> [FRAGMENTO DEL DOCUMENTO]:
++++
Resulta que cada vez que el hijo del famoso de turno, la pobre niña rica sin oficio ni beneficio o el rebelde sin causa con el cordón umbilical conectado a una bombona de oxígeno deciden qué hacer con su vida —envidiada por casi todos, vivida por unos pocos— terminan confluyendo en el mundo de la música y sus diferentes variantes compuestas, entre otros expedientes X, de cantantes que no saben cantar, compositores enemistados con la armonía y escritores de textos tan ridículos como un libro de Loreto Sesma.
Y la cosa no es de ahora, sino que viene sucediendo desde hace años, llevándose hasta sus últimas consecuencias en 2019, espacio temporal donde es posible grabar un disco en casa y un vídeo-letra con el móvil, y en el que casi todos tenemos un colega realizador o (cum)munity manager con la capacidad de darle una pátina de bien de consumo masivo a lo que nunca debió de suceder, más que nada por la cantidad de muerte y destrucción que genera a su paso.
++++
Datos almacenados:
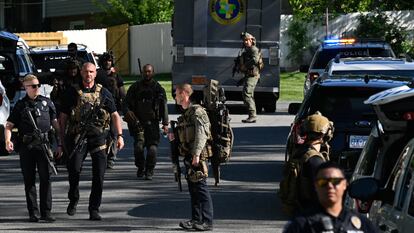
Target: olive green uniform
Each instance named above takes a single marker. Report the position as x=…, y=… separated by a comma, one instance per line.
x=250, y=59
x=194, y=133
x=147, y=100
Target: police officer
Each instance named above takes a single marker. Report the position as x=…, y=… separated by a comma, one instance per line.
x=330, y=216
x=91, y=106
x=32, y=156
x=73, y=54
x=108, y=78
x=318, y=131
x=194, y=132
x=249, y=66
x=69, y=77
x=147, y=106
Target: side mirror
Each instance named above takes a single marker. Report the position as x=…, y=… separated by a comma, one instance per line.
x=364, y=189
x=294, y=108
x=304, y=68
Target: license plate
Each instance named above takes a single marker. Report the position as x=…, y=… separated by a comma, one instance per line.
x=357, y=141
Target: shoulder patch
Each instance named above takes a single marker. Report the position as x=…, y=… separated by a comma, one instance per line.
x=356, y=222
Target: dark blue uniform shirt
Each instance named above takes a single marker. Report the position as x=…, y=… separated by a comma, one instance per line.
x=47, y=113
x=71, y=96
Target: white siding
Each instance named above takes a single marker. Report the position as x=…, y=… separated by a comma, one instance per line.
x=152, y=43
x=95, y=39
x=56, y=8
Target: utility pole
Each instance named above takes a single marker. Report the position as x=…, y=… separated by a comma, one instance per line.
x=327, y=22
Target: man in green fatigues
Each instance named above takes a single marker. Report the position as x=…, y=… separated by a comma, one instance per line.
x=249, y=66
x=147, y=106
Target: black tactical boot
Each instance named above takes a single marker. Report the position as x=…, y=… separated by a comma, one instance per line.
x=203, y=226
x=48, y=218
x=94, y=215
x=149, y=173
x=188, y=225
x=250, y=119
x=140, y=173
x=33, y=218
x=71, y=210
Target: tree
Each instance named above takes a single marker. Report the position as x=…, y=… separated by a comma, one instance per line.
x=308, y=9
x=377, y=25
x=135, y=12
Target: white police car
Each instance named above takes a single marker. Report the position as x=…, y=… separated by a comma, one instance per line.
x=372, y=66
x=383, y=182
x=345, y=47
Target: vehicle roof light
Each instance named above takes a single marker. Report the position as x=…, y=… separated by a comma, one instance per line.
x=339, y=41
x=408, y=116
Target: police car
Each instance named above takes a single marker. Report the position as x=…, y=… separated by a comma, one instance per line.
x=51, y=58
x=345, y=47
x=373, y=66
x=341, y=100
x=383, y=182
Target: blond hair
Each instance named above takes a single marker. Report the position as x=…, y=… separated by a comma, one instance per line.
x=185, y=88
x=29, y=77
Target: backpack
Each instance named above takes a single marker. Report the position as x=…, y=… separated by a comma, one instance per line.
x=289, y=187
x=260, y=63
x=221, y=131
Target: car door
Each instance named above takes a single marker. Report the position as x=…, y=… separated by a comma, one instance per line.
x=390, y=215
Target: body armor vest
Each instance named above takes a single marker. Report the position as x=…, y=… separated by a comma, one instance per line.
x=186, y=132
x=87, y=102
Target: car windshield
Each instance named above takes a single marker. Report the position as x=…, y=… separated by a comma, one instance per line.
x=324, y=56
x=401, y=73
x=343, y=104
x=54, y=60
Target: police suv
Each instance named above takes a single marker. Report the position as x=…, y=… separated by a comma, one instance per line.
x=341, y=100
x=383, y=182
x=345, y=47
x=51, y=58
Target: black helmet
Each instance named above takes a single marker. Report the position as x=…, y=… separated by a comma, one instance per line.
x=106, y=56
x=317, y=124
x=72, y=64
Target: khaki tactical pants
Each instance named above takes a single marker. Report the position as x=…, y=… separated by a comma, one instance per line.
x=248, y=94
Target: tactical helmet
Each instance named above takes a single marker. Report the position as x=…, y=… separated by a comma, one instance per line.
x=318, y=124
x=72, y=64
x=106, y=56
x=246, y=35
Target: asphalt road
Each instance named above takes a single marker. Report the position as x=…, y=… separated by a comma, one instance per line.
x=244, y=201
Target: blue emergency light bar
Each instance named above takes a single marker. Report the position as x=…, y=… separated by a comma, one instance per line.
x=339, y=41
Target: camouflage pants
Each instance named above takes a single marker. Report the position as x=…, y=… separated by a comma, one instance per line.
x=248, y=94
x=148, y=139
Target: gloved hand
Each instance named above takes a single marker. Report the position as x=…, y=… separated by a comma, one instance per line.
x=130, y=117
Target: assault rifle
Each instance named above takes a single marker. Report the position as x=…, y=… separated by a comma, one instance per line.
x=80, y=139
x=175, y=155
x=37, y=134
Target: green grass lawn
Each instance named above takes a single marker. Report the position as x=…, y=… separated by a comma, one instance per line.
x=291, y=84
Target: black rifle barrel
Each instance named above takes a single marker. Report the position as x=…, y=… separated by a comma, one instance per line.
x=45, y=149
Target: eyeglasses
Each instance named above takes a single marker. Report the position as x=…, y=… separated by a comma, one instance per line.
x=34, y=86
x=323, y=182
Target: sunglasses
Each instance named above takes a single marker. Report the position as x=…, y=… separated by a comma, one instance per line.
x=34, y=86
x=323, y=182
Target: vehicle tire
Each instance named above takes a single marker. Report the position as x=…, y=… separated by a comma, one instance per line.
x=270, y=108
x=259, y=108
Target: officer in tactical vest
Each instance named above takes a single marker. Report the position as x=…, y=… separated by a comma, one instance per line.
x=69, y=77
x=87, y=111
x=147, y=106
x=249, y=66
x=194, y=133
x=318, y=132
x=73, y=54
x=32, y=156
x=330, y=215
x=108, y=78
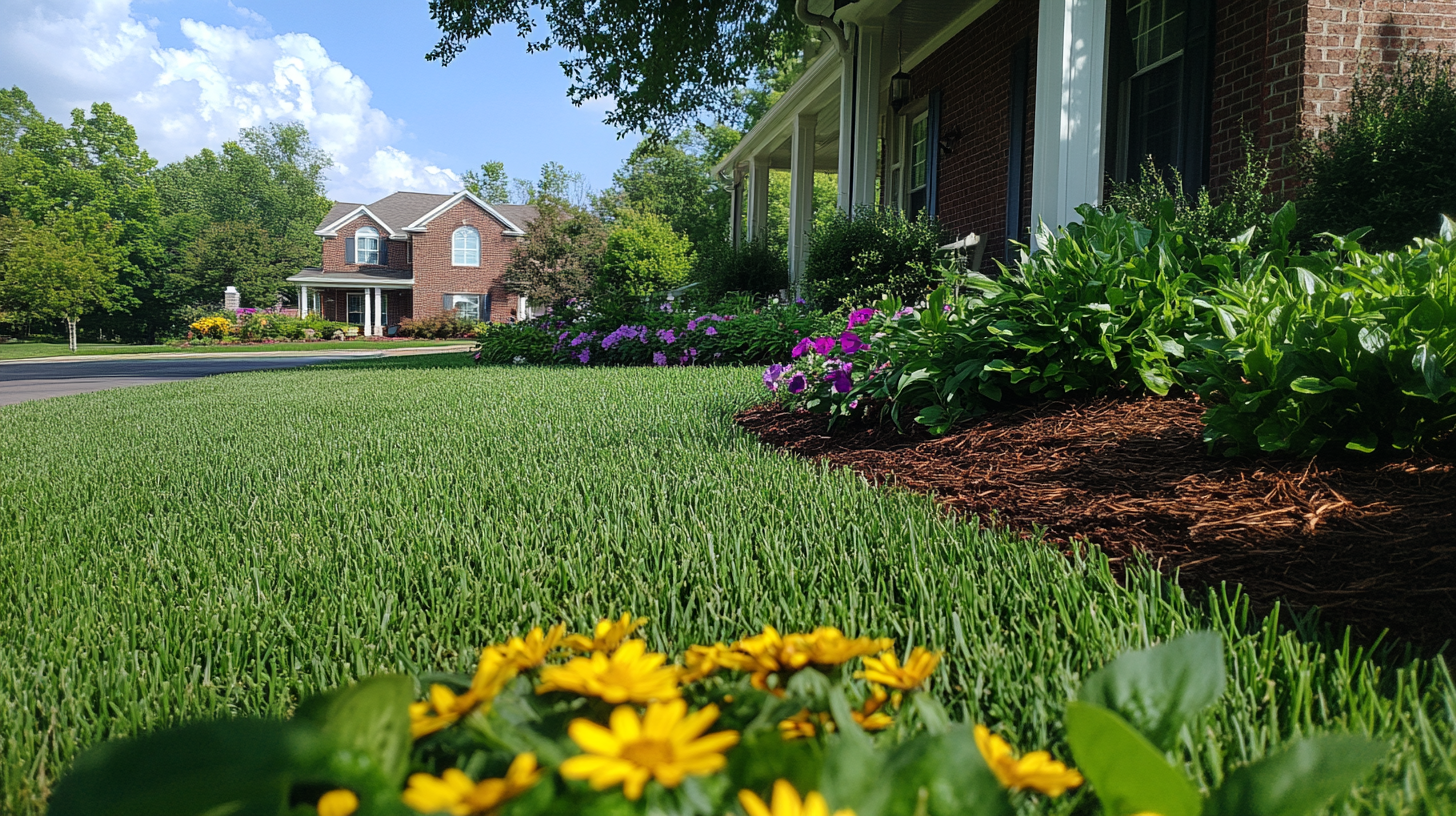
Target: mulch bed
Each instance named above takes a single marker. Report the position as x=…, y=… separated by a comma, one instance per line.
x=1369, y=541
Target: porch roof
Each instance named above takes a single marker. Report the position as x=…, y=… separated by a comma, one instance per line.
x=385, y=279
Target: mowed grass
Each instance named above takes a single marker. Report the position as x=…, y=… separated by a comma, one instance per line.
x=224, y=545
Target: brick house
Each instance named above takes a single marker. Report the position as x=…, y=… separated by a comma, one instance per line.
x=414, y=255
x=998, y=114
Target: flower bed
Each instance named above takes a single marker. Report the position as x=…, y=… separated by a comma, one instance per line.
x=788, y=724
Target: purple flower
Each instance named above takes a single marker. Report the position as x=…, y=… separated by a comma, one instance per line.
x=840, y=381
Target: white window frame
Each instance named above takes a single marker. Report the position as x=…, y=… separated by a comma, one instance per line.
x=361, y=255
x=460, y=251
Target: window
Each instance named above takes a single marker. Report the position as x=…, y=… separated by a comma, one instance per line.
x=466, y=248
x=919, y=162
x=366, y=246
x=465, y=305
++++
> [SEGÚN LA INFORMACIÓN]:
**a.** Responde estas preguntas sobre el fragmento acerca de los hijos de famosos y la música:
(i) ¿En qué mundo terminan confluyendo quienes deciden qué hacer con su vida?
(ii) ¿Con qué se comparan los textos ridículos de esos escritores?
(iii) ¿En qué año se llevó la cosa hasta sus últimas consecuencias?
**b.** Escribe la continuación del fragmento sobre los hijos de famosos y la música a partir de su última oración.

> [RESPUESTAS DEL EJERCICIO]:
**a.**
(i) En el mundo de la música y sus diferentes variantes.
(ii) Con un libro de Loreto Sesma.
(iii) En 2019.

**b.**
Porque si no sabes hacer nada, y estudiar medicina, correr maratones u obtener un doctorado en Harvard implica un grado de sacrificio y trabajo inaceptables para alguien como tú, la música es el cajón de sastre con el que tomarte un respiro y aclarar las ideas antes lanzar una colección de ropa a base de plásticos marinos, participar en la basura de Telecinco o pedirle a tu madre que te haga un ingreso. Por suerte o por desgracia, nadie recuerda las malas canciones y solo aquellos que nunca consiguieron lograr su sueño piensan en los malos músicos.
Quizás algunos no deberían intentarlo todo, y mucho menos cantar. Ya lo decía Mozart: «La música no está en las notas, sino en el silencio entre ellas».